▸ PROBLEM DETAILS: Please update the part of the article on Auckland light rail that opens with the words "But whether we're" and closes with "public transport system.", writing it out again with "urban transport" replaced by "city transport".
[DOCUMENT TEXT Boundary: Start]
There is something to commend in the latest version of light rail for Auckland. If we ignore the additional cost for the moment, as this Government seems blithely able to do, putting a line underground is vastly preferable to light rail on streets.
It removes the nightmare of trams running between lanes of traffic in already congested streets such as Dominion Rd, stopping with the traffic at intersection lights and forcing traffic to stop for people crossing to tram stops in the middle of the road.
That was a nightmare that could only be dreamed up by city planners who believe light rail marketing art depicting streets miraculously cleared of all but the odd car. Next time these dreamers are in London, Tokyo, Melbourne or anywhere with an enviable urban rail system, they should look at the streets. They are full of cars.
The reason should be obvious – most people prefer to travel by car. It is not until their route becomes too congested for their patience that they might use public transport, and if enough of them switch to create available space on the road, others will quickly fill.
Road traffic thus tends to remain at an optimum tolerable capacity and, as Aucklanders know, the optimum is fairly high. Traffic on the city's motorways is crawling at peak times. Drivers constantly complain about this but their actions belie their words. They continue to take the car.
They will say, if guilted, they would use public transport if it was any good, which means they have probably never tried it. Auckland's bus service is surprisingly good. I live in a small, fairly distant suburb and a bus comes every 20 minutes. It passes the Northern Busway where I've waited at most three minutes for a connection that gets to the CBD in eight minutes.
Those who say they would use public transport if it was better are probably comparing it to their car, which the best public transport could never match for convenience, comfort, privacy and the ability to go anywhere they might need to go. I usually take the car.
Opponents of more roading implicitly acknowledge its optimum use when they point out, quite rightly, new roads quickly fill up with cars. But they do not realise the same thing happens if they reduce a busy road's capacity. Displaced traffic will find another.
So it is better that the latest light rail scheme puts the line underground from the city to Mt Roskill, before surfacing to continue alongside (not on) the motorway to the airport. But the cost cannot be ignored. The long tunnel would lift the line's estimate from $9 billion to $15 billion.
Whenever we talk billions, we are making a very big bet for an economy or our size. The right infrastructure can add to a country's productive capacity, the wrong sort subtracts wealth. Broadband cable has created wealth, railways lose it. Our national railway survives from one capital injection to the next and governments no longer pretend the next tranche will turn it around.
Rail costs more than it can earn because fixed tracks severely limit the destinations trains can serve. Beats me why anyone would want to convert the Northern Busway to a railway, which has been the plan. Buses can, and do, range more widely when required.
But whether we're contemplating buses or trains, this is a bad time to be making a major investment in public transport. As everyone has noticed, buses are being driven around Auckland these days mostly empty because the roads are within their optimum capacity.
Lockdowns have given more people a taste for working at home. This looks likely to be the most significant social change wrought by Covid-19.
Roads will be less congested, cars will continue to be preferred, owned or on-call, with climate friendlier fuel, self-driven or with sensors enabling drivers to form trains, joining and exiting at will. That, I suspect, is the future for urban transport.
Beware of "visions" though. It's not 10 years since Len Brown persuaded Auckland a rail tunnel from the CBD to Mt Eden was the key to an integrated public transport system.
Now, with that tunnel under way, we're told we need another, longer, duplicating a stretch of an existing line.
Its viability depends on persuading more people to live in an area of the western isthmus that has never attracted much development. I doubt the reason was a lack of public transport. The municipal bus depot was right there.
Let bigger, richer countries indulge in light rail. We are the smallest and most remote of trading nations, we can't afford to lumber our trim little economy with unnecessary costs.
[DOCUMENT TEXT Boundary: End]
[SOURCE MATERIAL Boundary: Start]
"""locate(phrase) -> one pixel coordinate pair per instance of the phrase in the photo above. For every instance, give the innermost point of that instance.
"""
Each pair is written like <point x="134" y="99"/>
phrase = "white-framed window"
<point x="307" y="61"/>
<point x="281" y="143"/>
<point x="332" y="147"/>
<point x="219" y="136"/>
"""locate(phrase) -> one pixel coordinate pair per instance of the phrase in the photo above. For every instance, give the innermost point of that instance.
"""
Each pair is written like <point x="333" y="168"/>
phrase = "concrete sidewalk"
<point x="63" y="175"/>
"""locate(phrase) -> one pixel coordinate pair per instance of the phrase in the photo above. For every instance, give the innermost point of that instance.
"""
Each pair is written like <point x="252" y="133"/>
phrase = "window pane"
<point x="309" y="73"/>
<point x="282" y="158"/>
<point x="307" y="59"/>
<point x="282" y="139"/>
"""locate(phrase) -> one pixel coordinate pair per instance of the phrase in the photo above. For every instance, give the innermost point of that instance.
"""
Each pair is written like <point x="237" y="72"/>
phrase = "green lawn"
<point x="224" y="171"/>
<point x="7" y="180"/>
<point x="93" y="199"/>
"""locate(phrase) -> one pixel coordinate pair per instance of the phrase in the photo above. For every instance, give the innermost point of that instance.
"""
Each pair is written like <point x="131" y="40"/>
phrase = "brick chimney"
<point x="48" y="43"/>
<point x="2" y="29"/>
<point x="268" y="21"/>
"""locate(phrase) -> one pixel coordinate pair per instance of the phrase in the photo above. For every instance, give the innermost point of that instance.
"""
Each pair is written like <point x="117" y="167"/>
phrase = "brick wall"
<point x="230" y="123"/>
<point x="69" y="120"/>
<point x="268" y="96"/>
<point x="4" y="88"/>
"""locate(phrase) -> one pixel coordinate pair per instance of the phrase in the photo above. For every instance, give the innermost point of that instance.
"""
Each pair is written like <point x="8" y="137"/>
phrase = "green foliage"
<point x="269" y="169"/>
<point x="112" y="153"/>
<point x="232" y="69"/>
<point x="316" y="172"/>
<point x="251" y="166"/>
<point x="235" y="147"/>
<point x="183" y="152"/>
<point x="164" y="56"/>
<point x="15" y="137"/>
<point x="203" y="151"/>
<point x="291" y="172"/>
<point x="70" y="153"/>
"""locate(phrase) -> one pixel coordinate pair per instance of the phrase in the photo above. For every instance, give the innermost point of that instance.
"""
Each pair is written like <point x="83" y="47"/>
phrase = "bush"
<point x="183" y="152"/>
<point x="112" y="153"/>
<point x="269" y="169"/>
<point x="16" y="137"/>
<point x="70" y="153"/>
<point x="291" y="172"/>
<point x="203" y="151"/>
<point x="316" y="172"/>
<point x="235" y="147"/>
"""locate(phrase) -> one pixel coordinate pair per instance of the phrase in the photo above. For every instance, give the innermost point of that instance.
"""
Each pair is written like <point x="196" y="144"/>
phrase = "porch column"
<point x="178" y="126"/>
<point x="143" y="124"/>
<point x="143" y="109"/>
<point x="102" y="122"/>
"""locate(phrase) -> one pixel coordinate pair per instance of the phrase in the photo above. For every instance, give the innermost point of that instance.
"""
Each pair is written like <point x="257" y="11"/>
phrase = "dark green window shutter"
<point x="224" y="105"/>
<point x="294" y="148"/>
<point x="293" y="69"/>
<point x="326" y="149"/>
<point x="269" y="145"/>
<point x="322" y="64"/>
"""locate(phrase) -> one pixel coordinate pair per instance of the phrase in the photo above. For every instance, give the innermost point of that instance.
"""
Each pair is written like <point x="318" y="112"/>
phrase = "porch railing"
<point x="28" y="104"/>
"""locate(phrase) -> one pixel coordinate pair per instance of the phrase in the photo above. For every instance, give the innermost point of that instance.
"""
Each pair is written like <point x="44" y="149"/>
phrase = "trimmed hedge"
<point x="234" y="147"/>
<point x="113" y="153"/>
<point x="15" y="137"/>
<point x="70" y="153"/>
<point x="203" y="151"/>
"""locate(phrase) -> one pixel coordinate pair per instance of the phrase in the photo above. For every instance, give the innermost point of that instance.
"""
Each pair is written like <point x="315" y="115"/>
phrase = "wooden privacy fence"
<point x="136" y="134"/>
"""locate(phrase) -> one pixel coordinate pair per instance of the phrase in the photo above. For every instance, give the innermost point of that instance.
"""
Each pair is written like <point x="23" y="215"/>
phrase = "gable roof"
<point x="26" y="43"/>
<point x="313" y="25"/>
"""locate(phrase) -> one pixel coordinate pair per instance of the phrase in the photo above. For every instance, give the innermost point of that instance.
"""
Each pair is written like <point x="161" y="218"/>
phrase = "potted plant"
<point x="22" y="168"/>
[SOURCE MATERIAL Boundary: End]
▸ RESULT OF THIS EXERCISE:
But whether we're contemplating buses or trains, this is a bad time to be making a major investment in public transport. As everyone has noticed, buses are being driven around Auckland these days mostly empty because the roads are within their optimum capacity.
Lockdowns have given more people a taste for working at home. This looks likely to be the most significant social change wrought by Covid-19.
Roads will be less congested, cars will continue to be preferred, owned or on-call, with climate friendlier fuel, self-driven or with sensors enabling drivers to form trains, joining and exiting at will. That, I suspect, is the future for city transport.
Beware of "visions" though. It's not 10 years since Len Brown persuaded Auckland a rail tunnel from the CBD to Mt Eden was the key to an integrated public transport system.